**REQUIRED WORK**
Leave out every picture, then transcribe the rest of the listing exactly.

**STORED ROWS**

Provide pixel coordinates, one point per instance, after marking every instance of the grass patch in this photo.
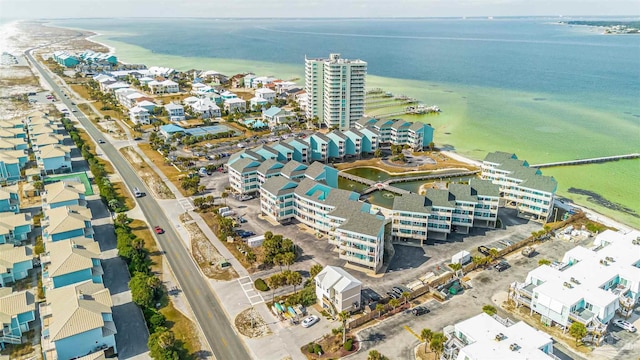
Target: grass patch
(174, 175)
(124, 195)
(81, 177)
(148, 175)
(183, 328)
(141, 230)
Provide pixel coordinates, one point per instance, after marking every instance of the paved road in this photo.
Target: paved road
(217, 329)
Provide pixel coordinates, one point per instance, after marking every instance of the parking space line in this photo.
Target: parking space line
(246, 283)
(186, 204)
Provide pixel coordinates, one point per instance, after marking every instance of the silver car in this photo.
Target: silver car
(307, 322)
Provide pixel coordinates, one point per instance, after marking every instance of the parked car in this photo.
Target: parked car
(393, 295)
(624, 325)
(398, 290)
(307, 322)
(502, 266)
(420, 310)
(483, 250)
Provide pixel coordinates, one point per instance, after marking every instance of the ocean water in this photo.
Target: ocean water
(544, 91)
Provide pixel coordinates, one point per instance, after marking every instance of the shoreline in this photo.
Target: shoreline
(455, 155)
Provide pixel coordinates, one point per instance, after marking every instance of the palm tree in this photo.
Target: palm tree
(344, 317)
(425, 335)
(405, 296)
(394, 303)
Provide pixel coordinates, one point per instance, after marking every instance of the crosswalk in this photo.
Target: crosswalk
(252, 294)
(186, 204)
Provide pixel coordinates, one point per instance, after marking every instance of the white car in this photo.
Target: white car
(310, 321)
(624, 325)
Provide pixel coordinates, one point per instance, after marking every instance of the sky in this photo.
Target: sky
(29, 9)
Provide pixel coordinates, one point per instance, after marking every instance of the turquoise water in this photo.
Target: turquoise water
(545, 91)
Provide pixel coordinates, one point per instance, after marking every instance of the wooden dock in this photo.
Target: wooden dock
(387, 184)
(587, 161)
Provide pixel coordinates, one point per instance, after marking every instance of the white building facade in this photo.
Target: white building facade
(335, 90)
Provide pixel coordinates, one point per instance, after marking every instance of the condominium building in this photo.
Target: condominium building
(440, 212)
(353, 226)
(589, 286)
(521, 187)
(484, 337)
(335, 89)
(417, 135)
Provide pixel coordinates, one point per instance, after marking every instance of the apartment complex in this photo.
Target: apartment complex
(440, 212)
(353, 226)
(484, 337)
(589, 285)
(337, 290)
(336, 90)
(521, 187)
(416, 135)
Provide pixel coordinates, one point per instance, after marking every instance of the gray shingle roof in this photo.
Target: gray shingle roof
(278, 185)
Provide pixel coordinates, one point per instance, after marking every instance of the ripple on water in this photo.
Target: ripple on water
(548, 129)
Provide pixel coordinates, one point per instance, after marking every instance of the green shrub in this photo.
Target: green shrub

**THE COMPLETED TASK**
Provide pixel coordinates, one point per instance, after marking every instance of the grass patch in this photo.
Target: grass patch
(174, 175)
(124, 195)
(81, 177)
(148, 175)
(183, 328)
(141, 230)
Provide pixel coordinates, one point per instance, after marking every instance of the paved road in this photo.
Target: paved road
(217, 329)
Provide pixel coordinates, one point per instance, after marking every instance of the parking space line in this photo.
Target: parking space line
(246, 283)
(186, 204)
Provide pixel coordinates, one point per instance, after marking every instance of the silver car in this photo.
Target: silver car
(307, 322)
Provide pixel coordinates, one point per instance, after marking every instance of the parked car in this photo.
Target: parked car
(393, 295)
(624, 325)
(398, 290)
(307, 322)
(502, 266)
(420, 310)
(483, 250)
Provide pixel coordinates, one point per instance, after marking every instance of the ocean water in this photo.
Target: ocean water
(544, 91)
Provide pixel coordinates, one point per instance, after marking every instance of the shoreline in this photo.
Target: shoreline
(455, 155)
Provide pixel coordinates, one point per instance, after marking every instance of the palm tree in this photo.
Target: palm tree
(344, 317)
(425, 335)
(405, 296)
(394, 303)
Provide pixel coordinates, one point per instance, after marking every instance of the crosswalk in this photo.
Target: crosswalk
(252, 294)
(186, 204)
Provide pixel coordinates, one point per instance, after marking every instance of the white car in this photo.
Target: white car
(310, 321)
(624, 325)
Provide pixel coordinates, one point per instance, after marking every instance of the sky in this photo.
Target: sky
(29, 9)
Provide pixel coordinates, one point per instance, after marking every instance of the turquoise water in this photo.
Target: turquoise water
(545, 91)
Provide pixel coordinates, one point per instance, after marking every instance of the wooden dock in this photo.
Target: wooden dock
(387, 184)
(587, 161)
Provide pixel coordinates, one point per instance, after marking every instance of the white building facade in this photo.
Target: white building facade
(335, 90)
Provide pixel coordinates, one point per instance, after marking every instance of the condominium building in this photo.
Target: condominium building
(440, 212)
(353, 226)
(589, 286)
(521, 187)
(484, 337)
(335, 89)
(417, 135)
Provide pixel coordinates, one point per instance, after marking every instance of the apartment complex in this photo.
Target: apartment complex
(440, 212)
(353, 226)
(484, 337)
(589, 285)
(337, 290)
(336, 90)
(521, 187)
(416, 135)
Provide pixel coordinates, one point per instance, after marking every instance of the gray shingle roof in this photo.
Target: gray shingle roof
(278, 185)
Provide pixel coordinates, one point per instance, after marking every instance of the ripple on water in this photo.
Target: ripple on water
(548, 129)
Provide pixel coordinates, one point per instance, after marking every instance of the green shrub in this photo.
Target: green shrub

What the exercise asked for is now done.